• **What is asked**
Rewrite all of the lines below with "fattest part" changed to "widest part" and nothing else altered. Leave the pictures out.

• **Data lines**

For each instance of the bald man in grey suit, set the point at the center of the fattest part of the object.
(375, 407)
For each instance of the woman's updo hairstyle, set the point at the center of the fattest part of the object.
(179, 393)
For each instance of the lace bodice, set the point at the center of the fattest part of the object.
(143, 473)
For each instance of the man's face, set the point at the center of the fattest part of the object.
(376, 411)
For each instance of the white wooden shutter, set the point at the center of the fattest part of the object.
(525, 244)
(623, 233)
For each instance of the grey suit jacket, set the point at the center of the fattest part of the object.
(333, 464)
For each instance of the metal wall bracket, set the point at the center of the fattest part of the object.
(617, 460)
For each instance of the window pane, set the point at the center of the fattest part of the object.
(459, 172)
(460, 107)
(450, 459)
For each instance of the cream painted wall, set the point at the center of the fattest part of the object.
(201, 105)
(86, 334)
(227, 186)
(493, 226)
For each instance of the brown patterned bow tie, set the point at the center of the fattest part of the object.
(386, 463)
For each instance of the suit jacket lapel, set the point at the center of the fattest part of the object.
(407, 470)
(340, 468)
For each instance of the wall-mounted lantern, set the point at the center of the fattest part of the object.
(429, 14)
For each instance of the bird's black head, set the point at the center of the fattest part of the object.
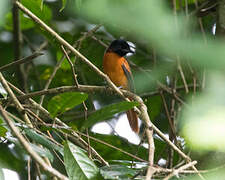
(120, 47)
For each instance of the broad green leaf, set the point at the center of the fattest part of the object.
(107, 112)
(77, 163)
(64, 102)
(38, 138)
(117, 172)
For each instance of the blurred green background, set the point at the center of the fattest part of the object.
(178, 68)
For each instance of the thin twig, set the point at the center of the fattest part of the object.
(57, 120)
(71, 65)
(29, 149)
(19, 107)
(175, 172)
(21, 61)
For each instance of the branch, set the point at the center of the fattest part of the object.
(175, 172)
(19, 107)
(21, 61)
(67, 45)
(143, 108)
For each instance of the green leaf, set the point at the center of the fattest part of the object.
(1, 174)
(78, 4)
(43, 152)
(43, 12)
(117, 172)
(38, 138)
(25, 22)
(64, 102)
(3, 130)
(203, 122)
(77, 163)
(4, 7)
(63, 5)
(107, 112)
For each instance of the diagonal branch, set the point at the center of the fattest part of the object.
(29, 149)
(21, 61)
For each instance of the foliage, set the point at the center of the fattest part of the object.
(178, 70)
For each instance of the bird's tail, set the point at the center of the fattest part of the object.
(133, 120)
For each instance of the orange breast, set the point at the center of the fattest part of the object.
(112, 66)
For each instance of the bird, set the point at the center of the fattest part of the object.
(118, 70)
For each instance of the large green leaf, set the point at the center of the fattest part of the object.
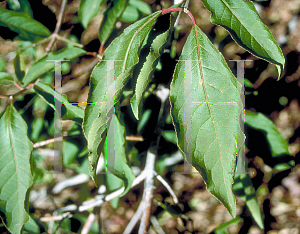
(121, 169)
(15, 171)
(111, 16)
(245, 26)
(43, 66)
(88, 10)
(156, 42)
(124, 48)
(211, 140)
(69, 111)
(22, 23)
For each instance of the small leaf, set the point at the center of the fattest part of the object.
(111, 16)
(19, 65)
(21, 22)
(130, 14)
(156, 42)
(124, 48)
(243, 188)
(208, 131)
(6, 78)
(69, 111)
(43, 66)
(88, 10)
(15, 169)
(240, 18)
(141, 6)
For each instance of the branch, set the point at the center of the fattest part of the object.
(168, 187)
(148, 192)
(134, 219)
(162, 93)
(58, 24)
(88, 224)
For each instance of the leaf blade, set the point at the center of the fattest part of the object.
(15, 171)
(43, 66)
(212, 149)
(249, 32)
(127, 46)
(21, 22)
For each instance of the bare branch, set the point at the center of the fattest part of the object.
(134, 219)
(58, 24)
(168, 187)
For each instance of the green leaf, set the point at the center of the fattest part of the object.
(31, 227)
(43, 66)
(124, 48)
(111, 16)
(6, 78)
(141, 6)
(121, 167)
(247, 29)
(15, 169)
(243, 188)
(130, 14)
(19, 65)
(22, 23)
(277, 143)
(156, 42)
(88, 10)
(211, 140)
(69, 111)
(223, 227)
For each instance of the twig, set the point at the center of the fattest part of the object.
(163, 94)
(56, 217)
(46, 142)
(156, 225)
(168, 187)
(148, 192)
(134, 219)
(98, 202)
(58, 25)
(49, 141)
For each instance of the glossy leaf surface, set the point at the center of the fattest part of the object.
(240, 18)
(211, 140)
(15, 168)
(97, 116)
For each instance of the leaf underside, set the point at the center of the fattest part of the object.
(240, 18)
(208, 130)
(108, 79)
(15, 171)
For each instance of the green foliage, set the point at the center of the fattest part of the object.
(88, 10)
(43, 65)
(204, 120)
(96, 117)
(243, 23)
(111, 16)
(23, 24)
(213, 145)
(15, 171)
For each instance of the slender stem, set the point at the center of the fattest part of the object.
(88, 224)
(58, 24)
(168, 187)
(185, 10)
(69, 41)
(134, 219)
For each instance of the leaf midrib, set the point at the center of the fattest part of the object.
(14, 156)
(210, 111)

• **The result**
For each instance of the bald man in grey suit, set the point at the center of the widest part of the object.
(375, 407)
For each instance of the woman's updo hairstyle, set the point at the center of the widest part of the object.
(179, 393)
For each instance of the lace bodice, set the point at the center of the widest part of the object.
(143, 473)
For each instance of the man's face, set the point at the center of the widest part of the object.
(376, 411)
For each instance of the white wooden shutter, set the point at the center of the widest part of the object.
(525, 244)
(623, 233)
For each instance of the grey suit jacket, set the point at the center of the widest part of the object.
(333, 464)
For each instance of the metal wall bracket, set the point at the center of the widest part of the object.
(617, 460)
For each instance of the window pane, set the point at the center of the widest part of the object.
(459, 172)
(460, 107)
(450, 459)
For each instance of the cream painted wall, set the point at the center of the widest part of the object.
(201, 105)
(86, 334)
(227, 186)
(493, 226)
For each instance of the brown patterned bow tie, set the point at the center of the widest part of the object.
(386, 463)
For each instance of the suit jacket lapel, set the point at the center of the widest part of the object.
(407, 470)
(340, 468)
For each instance of the wall-mounted lantern, set the point at the center of the widest part of the object.
(429, 14)
For each instance of the bird's black head, set the point at the center of the widest part of the object.
(120, 47)
For each instance of the broad green leaf, set the point at the center of the widest part of the object.
(107, 112)
(77, 163)
(64, 102)
(38, 138)
(117, 172)
For each instance of the blurred green background, set the point at the center of the widest part of the object.
(178, 68)
For each instance of the thin twig, set the point at the center of the widest part of the object.
(57, 120)
(71, 65)
(29, 149)
(19, 107)
(175, 172)
(21, 61)
For each instance of the branch, set the point at the center of the widest part of the object.
(175, 172)
(19, 107)
(21, 61)
(67, 45)
(143, 108)
For each instance of the green leaf, set the point at the center of the widest part of the object.
(1, 174)
(78, 4)
(43, 152)
(43, 12)
(117, 172)
(38, 138)
(25, 22)
(64, 102)
(3, 130)
(203, 122)
(77, 163)
(4, 7)
(63, 5)
(107, 112)
For each instance of the diagonal branch, set the point at the center of the widest part of the object.
(29, 149)
(21, 61)
For each instance of the foliage, set the point at the center of the widest part of the object.
(178, 70)
For each instance of the bird's tail, set the point at the center of the widest part of the object.
(133, 120)
For each instance of the orange breast, set the point at the center of the widest part of the object.
(112, 66)
For each instance of the bird, set the point at the center of the widest part of the object.
(118, 70)
For each instance of the large green leaf, set the point at the center of the widest part of the object.
(121, 169)
(15, 171)
(111, 16)
(245, 26)
(43, 66)
(88, 10)
(156, 42)
(124, 48)
(211, 140)
(69, 111)
(22, 23)
For each instance of the small leaf, set the point at the center of the widest part of the object.
(111, 16)
(19, 65)
(21, 22)
(130, 14)
(156, 42)
(124, 48)
(243, 188)
(208, 131)
(6, 78)
(69, 111)
(43, 66)
(88, 10)
(15, 169)
(240, 18)
(141, 6)
For each instance of the branch, set the point at the center of the widest part of the object.
(168, 187)
(148, 192)
(134, 219)
(162, 93)
(58, 24)
(88, 224)
For each instance of the leaf blade, set the point at the center of the widest part of the object.
(15, 171)
(43, 66)
(212, 149)
(249, 32)
(127, 46)
(21, 22)
For each instance of the bare branch, set the point at the center of the widest part of the object.
(134, 219)
(58, 24)
(168, 187)
For each instance of the green leaf, set the point at the center of the widest part of the object.
(31, 227)
(43, 66)
(124, 48)
(111, 16)
(6, 78)
(141, 6)
(121, 167)
(247, 29)
(15, 169)
(243, 188)
(130, 14)
(19, 65)
(22, 23)
(277, 143)
(156, 42)
(88, 10)
(211, 140)
(69, 111)
(223, 227)
For each instance of the twig, set the point at the center of the widest part of the object.
(163, 94)
(56, 217)
(46, 142)
(156, 225)
(168, 187)
(148, 192)
(134, 219)
(98, 202)
(58, 25)
(49, 141)
For each instance of the glossy leaf surface, set the point at the center of the widest part of the object.
(240, 18)
(211, 140)
(15, 168)
(97, 116)
For each instance of the leaf underside, set the point at the center of the widest part of the object.
(240, 18)
(208, 130)
(108, 79)
(15, 171)
For each instance of the green foliage, set the point at the center of the widest part of the object.
(88, 10)
(43, 65)
(204, 120)
(96, 117)
(243, 23)
(111, 16)
(23, 24)
(213, 145)
(15, 171)
For each instance of the slender stem, set the point at the center of the widest part of the object.
(88, 224)
(58, 24)
(168, 187)
(185, 10)
(69, 41)
(134, 219)
For each instance of the leaf midrib, set the point at the center of the widest part of the object.
(14, 156)
(210, 111)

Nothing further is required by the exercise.